• [Requirement] When you transcribe the records that follow, reproduce each line exactly as given.
Start of Block
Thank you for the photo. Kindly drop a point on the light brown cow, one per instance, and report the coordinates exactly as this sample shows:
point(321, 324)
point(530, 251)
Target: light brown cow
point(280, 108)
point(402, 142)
End of Block
• [Solution to the problem]
Thank you for the photo. Kindly drop a point on the light brown cow, one per instance, and report the coordinates exactly as this sample shows:
point(321, 324)
point(530, 251)
Target: light brown cow
point(280, 108)
point(402, 142)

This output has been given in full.